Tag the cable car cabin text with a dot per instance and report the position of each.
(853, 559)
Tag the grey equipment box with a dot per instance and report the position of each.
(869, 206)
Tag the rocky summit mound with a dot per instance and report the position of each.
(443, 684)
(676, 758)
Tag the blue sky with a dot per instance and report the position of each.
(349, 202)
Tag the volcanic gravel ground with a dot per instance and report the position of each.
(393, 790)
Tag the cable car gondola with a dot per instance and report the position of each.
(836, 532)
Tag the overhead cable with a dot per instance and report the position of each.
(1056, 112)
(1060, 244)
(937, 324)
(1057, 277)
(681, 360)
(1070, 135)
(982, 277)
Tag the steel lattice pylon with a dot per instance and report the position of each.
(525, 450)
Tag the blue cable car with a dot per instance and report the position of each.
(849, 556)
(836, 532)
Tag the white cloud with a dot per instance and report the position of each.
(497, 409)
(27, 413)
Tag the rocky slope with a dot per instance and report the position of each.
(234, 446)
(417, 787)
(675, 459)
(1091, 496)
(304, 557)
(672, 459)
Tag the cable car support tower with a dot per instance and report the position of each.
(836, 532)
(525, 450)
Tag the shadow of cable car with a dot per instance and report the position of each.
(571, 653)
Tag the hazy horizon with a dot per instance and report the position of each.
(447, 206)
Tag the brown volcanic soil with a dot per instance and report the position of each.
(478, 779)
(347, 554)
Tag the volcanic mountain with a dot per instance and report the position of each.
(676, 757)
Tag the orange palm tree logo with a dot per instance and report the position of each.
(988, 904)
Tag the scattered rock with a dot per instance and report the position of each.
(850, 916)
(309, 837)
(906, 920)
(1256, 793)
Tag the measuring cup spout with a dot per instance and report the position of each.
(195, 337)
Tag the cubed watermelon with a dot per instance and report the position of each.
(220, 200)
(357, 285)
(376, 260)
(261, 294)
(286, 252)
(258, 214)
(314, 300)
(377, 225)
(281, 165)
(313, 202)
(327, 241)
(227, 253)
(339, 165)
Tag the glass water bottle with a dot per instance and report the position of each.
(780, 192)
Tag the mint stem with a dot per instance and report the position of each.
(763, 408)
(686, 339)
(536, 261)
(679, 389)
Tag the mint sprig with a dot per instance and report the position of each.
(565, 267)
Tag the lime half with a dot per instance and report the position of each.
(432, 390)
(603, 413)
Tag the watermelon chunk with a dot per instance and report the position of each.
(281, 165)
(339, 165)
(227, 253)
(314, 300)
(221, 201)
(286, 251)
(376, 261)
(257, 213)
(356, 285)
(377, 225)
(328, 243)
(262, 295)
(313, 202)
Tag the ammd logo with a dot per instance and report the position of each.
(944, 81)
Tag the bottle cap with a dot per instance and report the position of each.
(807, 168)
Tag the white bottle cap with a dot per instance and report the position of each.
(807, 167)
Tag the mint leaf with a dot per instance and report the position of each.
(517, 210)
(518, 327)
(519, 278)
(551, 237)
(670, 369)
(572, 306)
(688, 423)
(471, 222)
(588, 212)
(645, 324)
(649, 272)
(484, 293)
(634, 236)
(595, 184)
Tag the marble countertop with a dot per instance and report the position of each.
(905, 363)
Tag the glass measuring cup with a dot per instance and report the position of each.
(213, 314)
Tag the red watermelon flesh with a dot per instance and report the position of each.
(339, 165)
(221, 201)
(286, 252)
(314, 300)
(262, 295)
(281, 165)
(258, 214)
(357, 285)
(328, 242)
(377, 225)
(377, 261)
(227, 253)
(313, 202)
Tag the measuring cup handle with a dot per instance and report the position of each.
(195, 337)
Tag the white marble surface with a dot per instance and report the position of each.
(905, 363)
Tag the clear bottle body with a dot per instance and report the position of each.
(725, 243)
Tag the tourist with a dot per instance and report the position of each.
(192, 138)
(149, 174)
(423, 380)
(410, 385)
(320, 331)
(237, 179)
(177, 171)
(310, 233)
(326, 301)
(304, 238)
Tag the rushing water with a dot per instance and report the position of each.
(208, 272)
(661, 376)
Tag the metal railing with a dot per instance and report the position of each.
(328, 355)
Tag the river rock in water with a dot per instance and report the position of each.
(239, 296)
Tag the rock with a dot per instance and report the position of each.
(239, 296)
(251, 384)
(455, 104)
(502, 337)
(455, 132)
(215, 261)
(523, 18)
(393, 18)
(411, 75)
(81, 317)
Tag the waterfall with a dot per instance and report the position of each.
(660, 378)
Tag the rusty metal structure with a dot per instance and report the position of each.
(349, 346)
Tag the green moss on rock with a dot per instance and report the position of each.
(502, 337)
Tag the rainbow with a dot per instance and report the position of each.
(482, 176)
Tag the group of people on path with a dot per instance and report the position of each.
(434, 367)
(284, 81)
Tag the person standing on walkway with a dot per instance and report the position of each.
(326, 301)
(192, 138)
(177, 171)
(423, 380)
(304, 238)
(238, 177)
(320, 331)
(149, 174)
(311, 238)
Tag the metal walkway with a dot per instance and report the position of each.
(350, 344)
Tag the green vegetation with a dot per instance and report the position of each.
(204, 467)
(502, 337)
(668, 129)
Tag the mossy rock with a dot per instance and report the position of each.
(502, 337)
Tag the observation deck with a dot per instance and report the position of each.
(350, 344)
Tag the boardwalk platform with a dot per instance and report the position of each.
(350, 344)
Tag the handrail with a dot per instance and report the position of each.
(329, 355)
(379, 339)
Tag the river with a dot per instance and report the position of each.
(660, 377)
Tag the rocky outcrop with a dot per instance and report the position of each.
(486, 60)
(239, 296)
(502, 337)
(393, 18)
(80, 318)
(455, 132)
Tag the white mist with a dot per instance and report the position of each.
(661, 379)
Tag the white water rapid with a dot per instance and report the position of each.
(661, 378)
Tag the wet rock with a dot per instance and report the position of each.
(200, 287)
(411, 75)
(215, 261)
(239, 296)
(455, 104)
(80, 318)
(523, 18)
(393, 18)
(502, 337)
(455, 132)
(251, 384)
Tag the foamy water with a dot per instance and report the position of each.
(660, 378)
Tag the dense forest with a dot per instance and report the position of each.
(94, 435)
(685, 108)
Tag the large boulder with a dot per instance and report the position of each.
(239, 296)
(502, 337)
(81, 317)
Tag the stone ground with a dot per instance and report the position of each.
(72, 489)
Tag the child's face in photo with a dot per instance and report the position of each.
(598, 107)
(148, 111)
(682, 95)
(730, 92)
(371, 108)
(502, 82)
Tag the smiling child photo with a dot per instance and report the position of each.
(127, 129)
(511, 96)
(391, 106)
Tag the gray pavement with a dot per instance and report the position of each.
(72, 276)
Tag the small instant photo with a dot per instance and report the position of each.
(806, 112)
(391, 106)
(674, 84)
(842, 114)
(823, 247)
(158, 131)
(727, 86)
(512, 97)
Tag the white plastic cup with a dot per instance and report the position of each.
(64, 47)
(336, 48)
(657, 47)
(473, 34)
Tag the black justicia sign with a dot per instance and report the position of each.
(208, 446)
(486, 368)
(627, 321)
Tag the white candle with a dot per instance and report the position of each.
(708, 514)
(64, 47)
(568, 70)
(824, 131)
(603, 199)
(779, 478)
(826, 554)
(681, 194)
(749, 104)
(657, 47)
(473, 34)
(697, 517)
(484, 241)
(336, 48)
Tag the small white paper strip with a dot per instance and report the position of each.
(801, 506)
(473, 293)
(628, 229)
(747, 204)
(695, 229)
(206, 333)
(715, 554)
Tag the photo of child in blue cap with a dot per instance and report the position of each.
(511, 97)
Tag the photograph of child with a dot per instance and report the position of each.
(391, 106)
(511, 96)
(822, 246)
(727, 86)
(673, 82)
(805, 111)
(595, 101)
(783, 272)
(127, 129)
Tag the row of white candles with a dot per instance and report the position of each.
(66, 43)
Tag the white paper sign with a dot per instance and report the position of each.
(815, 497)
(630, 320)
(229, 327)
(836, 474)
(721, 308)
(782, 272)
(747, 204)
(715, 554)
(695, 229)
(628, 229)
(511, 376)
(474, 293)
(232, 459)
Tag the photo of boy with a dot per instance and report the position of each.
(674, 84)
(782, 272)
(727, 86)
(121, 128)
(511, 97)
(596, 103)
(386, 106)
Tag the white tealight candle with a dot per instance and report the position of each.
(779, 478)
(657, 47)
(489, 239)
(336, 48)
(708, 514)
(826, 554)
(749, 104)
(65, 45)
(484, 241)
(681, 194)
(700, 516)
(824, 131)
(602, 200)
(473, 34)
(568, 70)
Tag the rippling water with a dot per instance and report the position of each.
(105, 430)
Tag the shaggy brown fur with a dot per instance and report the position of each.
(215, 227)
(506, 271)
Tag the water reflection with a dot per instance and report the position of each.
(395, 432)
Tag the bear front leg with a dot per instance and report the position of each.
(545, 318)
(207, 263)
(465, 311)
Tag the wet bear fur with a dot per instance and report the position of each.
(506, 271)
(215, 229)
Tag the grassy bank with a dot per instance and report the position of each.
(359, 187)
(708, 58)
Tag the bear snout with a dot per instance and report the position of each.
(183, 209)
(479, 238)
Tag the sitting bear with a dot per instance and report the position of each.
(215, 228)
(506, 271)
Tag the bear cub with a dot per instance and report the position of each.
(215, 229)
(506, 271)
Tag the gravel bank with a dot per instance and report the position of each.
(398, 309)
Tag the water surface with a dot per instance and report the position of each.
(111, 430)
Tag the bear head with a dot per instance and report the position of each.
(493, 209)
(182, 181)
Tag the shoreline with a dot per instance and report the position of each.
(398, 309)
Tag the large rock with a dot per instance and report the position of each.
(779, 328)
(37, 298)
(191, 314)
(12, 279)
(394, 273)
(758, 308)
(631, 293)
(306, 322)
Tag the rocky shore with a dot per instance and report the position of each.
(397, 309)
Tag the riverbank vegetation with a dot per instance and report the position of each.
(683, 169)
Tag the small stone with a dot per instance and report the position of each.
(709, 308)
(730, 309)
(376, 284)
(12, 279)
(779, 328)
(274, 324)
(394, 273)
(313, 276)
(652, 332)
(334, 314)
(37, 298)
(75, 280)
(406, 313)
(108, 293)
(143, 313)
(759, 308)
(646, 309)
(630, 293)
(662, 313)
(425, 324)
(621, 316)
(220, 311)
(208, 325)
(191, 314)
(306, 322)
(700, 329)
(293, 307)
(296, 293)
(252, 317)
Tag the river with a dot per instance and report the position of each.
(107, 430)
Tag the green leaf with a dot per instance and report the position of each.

*PROBLEM STATEMENT*: Reproduce only the lines running from the one that contains "Tag the small stone" to the last line of the records.

*SOLUTION FOR THIS EXERCISE*:
Tag the small stone with a dot per instance and report the position of each.
(709, 308)
(730, 309)
(376, 284)
(12, 279)
(779, 328)
(274, 324)
(394, 273)
(313, 276)
(652, 332)
(334, 314)
(37, 298)
(75, 280)
(406, 313)
(108, 293)
(143, 313)
(759, 308)
(646, 309)
(630, 293)
(662, 313)
(425, 324)
(621, 316)
(220, 311)
(208, 325)
(191, 314)
(306, 322)
(700, 329)
(293, 307)
(296, 293)
(252, 317)
Tag the river with a dot per instance and report the position of each.
(107, 430)
Tag the green leaf with a dot per instance and report the position of each.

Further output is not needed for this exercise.